From the outside looking in, a therapeutic session looks like nothing much. A field. Some people on camping chairs. A couple of horses moving around or eating grass. Sunshine. Simple ingredients from the outside. It makes me smile when our visitors suddenly catch themselves in the moment. Usually a look of wonder or delight gleams in their eyes as they question out loud: “What on earth are we doing here?”

One response could be to point to all the life events that brought them to this moment. So many people we work with have lived such through extraordinary depths of pain and suffering, it is heart-rending. Violence, depression, fear, doubt, insecurity and anxiety. One of the reason why I find this work so moving is that each person I meet will carry the weight of all they have been through until now, and yet still be searching for a new way of being.

Our horses meet people at the point in their life journey where they are asking questions of profound significance. Who am I? What am I doing here? What is my purpose in life? Incapable of making  a judgement, or sympathising or asking for more colourful details, the horses simply share a moment. They take people into the present. Here the air is cool or warm, the trees suspended in stillness or moving fluently with the wind, the sky clear or clouded, the grass dry or damp with dew, the birdsong piercing or muted and all the sensations in between and there revealed is a subtle, nuanced world of feeling and perception. There revealed is a horse who experiences the world in a totally different way to you, and there you are, and that is all you need to be fully immersed in life as it is being lived.

A shared experience is a special thing. If we allow it, a shared experience with an animal can grant us a sense of looking at the world through the eyes of another. Shared time with horses can become a time when our noisy human concerns quieten and we can see past our preoccupations to meet the world through fresh eyes. It isn’t often that we can find a different perspective on our human world, and slow time with horses is revealing because there we may encounter who we are at the very core of our being.

### Required action A
In the horse therapy passage, what question do visitors ask out loud when they suddenly catch themselves in the moment?
### Required action B
Revise the horse therapy passage starting with "From the outside looking" and going on through "way of being.", replacing "camping chairs" with "picnic blankets".
### Required action C
Go on with the horse therapy passage from the point where it stops.

### Data shown
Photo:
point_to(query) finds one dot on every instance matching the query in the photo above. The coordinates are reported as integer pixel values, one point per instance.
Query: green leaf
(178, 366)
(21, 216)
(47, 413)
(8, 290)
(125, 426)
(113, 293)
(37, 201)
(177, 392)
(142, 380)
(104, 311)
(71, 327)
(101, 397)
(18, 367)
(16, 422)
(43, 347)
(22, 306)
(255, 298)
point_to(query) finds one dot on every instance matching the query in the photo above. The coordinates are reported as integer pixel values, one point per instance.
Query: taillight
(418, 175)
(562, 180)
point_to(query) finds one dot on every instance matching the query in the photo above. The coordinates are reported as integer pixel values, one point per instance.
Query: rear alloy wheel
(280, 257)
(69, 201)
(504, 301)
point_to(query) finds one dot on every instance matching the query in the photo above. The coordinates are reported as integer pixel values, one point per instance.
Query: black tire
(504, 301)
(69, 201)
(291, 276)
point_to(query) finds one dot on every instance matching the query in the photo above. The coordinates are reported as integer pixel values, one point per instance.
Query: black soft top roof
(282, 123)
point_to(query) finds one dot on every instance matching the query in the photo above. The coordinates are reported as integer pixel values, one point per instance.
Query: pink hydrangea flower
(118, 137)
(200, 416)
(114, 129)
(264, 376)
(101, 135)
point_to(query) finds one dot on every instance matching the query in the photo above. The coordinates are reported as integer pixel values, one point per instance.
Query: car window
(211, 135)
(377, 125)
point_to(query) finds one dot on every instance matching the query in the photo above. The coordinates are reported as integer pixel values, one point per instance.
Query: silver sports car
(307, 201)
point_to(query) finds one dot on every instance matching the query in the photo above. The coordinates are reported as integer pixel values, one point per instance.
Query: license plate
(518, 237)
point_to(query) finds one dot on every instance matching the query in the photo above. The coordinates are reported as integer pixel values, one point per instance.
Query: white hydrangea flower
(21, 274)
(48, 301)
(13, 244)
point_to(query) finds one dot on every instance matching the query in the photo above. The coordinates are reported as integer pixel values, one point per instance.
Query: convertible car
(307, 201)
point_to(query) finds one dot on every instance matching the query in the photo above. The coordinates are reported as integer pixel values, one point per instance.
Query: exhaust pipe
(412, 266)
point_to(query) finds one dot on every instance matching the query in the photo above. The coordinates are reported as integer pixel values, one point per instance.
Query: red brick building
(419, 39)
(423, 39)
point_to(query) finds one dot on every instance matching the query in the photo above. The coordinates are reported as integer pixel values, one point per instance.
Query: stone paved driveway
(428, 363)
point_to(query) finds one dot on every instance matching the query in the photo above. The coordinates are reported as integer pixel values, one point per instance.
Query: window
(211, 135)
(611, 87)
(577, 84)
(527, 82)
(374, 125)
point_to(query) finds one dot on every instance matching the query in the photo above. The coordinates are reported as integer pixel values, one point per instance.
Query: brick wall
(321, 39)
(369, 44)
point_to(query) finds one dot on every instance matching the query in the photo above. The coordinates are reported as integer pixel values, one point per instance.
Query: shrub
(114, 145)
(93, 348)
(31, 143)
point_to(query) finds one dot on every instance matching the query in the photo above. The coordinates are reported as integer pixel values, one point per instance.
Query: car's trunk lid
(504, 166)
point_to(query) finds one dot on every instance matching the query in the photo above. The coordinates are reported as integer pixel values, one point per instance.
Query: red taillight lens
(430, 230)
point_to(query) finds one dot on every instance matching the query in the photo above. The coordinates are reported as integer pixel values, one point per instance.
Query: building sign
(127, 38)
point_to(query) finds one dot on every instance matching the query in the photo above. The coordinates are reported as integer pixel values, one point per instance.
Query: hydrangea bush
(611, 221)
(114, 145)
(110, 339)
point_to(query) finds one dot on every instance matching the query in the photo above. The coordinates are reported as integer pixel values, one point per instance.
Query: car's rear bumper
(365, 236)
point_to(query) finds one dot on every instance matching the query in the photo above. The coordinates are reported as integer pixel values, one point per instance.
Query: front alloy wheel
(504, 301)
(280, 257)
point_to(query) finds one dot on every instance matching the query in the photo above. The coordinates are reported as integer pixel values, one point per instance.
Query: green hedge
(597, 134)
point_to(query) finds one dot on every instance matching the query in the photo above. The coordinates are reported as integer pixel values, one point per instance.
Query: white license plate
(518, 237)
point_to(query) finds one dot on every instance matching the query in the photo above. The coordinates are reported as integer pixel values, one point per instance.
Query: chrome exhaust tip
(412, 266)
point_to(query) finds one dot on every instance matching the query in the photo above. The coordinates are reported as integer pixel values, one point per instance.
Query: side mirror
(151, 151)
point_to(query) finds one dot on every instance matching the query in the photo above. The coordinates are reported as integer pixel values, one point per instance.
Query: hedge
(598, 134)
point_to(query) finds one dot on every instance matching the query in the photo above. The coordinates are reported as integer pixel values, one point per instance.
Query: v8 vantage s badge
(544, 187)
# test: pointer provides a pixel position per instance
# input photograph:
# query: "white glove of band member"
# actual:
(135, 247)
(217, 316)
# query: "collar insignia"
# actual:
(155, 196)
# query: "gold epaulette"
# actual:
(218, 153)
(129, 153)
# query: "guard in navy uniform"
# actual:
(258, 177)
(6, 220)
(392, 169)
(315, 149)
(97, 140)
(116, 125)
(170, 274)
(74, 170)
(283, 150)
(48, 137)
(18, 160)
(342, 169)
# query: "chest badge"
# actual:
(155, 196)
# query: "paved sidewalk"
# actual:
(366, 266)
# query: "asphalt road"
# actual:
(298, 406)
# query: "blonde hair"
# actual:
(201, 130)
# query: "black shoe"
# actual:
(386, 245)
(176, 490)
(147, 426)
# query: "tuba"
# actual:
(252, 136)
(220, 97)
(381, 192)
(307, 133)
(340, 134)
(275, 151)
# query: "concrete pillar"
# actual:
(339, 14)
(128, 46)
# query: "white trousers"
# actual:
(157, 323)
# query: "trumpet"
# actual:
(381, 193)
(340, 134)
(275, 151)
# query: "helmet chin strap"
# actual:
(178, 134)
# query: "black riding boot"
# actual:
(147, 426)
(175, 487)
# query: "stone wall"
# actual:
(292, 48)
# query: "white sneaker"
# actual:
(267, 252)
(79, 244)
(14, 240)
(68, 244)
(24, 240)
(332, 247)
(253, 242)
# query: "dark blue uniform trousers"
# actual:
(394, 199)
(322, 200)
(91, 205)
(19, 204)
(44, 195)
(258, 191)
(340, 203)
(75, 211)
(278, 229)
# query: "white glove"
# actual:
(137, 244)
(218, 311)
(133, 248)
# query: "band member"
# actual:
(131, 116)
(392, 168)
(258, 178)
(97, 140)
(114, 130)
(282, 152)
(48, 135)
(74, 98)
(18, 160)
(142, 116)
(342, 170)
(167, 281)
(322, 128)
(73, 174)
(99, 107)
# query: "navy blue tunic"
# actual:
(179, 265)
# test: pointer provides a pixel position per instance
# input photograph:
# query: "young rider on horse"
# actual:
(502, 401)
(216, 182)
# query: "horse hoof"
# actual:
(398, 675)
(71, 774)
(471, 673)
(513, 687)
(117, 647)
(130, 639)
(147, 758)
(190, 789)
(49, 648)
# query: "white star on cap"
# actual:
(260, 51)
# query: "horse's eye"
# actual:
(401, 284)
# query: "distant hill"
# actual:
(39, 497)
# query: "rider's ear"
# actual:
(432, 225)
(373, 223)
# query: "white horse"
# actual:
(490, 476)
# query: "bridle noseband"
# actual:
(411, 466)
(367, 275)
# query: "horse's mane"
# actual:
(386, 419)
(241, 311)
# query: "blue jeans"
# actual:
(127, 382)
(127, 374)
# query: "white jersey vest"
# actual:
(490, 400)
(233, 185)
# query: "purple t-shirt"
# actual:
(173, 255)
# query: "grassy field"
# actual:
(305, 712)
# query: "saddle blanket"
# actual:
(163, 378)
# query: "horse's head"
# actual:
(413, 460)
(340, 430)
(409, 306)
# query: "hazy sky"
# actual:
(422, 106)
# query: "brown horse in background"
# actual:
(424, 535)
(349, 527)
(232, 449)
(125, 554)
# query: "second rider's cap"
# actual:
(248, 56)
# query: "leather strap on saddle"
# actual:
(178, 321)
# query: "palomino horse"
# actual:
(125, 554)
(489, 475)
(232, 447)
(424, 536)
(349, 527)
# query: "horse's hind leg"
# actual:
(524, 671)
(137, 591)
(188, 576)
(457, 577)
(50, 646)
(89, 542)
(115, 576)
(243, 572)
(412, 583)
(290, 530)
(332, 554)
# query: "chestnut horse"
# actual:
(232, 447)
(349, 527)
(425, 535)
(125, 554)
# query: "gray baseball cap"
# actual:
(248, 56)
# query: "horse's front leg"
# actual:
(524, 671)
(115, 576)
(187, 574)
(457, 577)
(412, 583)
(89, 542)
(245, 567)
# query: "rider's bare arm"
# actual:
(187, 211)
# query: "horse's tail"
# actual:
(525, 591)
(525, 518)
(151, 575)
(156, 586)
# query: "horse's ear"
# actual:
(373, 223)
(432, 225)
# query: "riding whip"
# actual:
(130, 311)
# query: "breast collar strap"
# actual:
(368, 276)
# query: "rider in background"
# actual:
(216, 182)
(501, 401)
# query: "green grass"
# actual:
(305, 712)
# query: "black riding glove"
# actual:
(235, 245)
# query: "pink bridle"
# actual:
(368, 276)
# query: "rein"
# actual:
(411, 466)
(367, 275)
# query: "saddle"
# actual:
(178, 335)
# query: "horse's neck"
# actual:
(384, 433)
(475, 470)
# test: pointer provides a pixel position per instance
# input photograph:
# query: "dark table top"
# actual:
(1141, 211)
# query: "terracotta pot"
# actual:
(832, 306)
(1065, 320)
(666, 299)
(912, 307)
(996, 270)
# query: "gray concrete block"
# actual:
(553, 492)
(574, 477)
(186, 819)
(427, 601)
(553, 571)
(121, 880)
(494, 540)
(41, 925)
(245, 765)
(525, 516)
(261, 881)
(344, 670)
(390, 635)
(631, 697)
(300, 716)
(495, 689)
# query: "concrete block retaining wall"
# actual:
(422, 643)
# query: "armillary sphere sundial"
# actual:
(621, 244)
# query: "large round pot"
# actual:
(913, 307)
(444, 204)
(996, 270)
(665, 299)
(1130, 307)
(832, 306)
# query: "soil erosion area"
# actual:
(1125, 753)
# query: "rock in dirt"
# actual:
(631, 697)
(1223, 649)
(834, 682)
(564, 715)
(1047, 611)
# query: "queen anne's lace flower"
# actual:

### Result A
“What on earth are we doing here?”

### Result B
From the outside looking in, a therapeutic session looks like nothing much. A field. Some people on picnic blankets. A couple of horses moving around or eating grass. Sunshine. Simple ingredients from the outside. It makes me smile when our visitors suddenly catch themselves in the moment. Usually a look of wonder or delight gleams in their eyes as they question out loud: “What on earth are we doing here?”

One response could be to point to all the life events that brought them to this moment. So many people we work with have lived such through extraordinary depths of pain and suffering, it is heart-rending. Violence, depression, fear, doubt, insecurity and anxiety. One of the reason why I find this work so moving is that each person I meet will carry the weight of all they have been through until now, and yet still be searching for a new way of being.

### Result C
We observe the horses. We pay attention to them and they reward us by becoming curious about us often in surprising and delightful ways. During a session they will  come and explore us, play with us or simply be quietly with us. We let go of trying to work out what went wrong. In this quiet space, the deadening and frightening weight of our accumulated experience drops away, and there revealed is lightness, playfulness and freedom. Ideas come to the surface and are shared spontaneously without fear.

The horses are grounded in their being. They witness extraordinary acts of human courage and vulnerability. At any moment, they could move away, but they often choose to stay and be part of whatever is emerging and unfolding. The feeling I often get at this point in a session is one of timelessness.

Here, there is time to reflect on what life might be like without the routines of a secure mental health hospital where everything is done for you. Here, you realise you have taken off your mask to wonder whether your true purpose is a life’s work with animals. Here, there is time to share some creative sounds and ideas you’ve been working on and to realise that you are accepted and loved as you are. Here, there is time to notice how much clutter we normally carry around in our thoughts on a busy working day. There is time to smile at one another and laugh and in spite of all the comedy, craziness and chaos in lives, to recognise that we are connected, and we are at peace and it feels good.

There are the horses, and there are we.  Nothing much.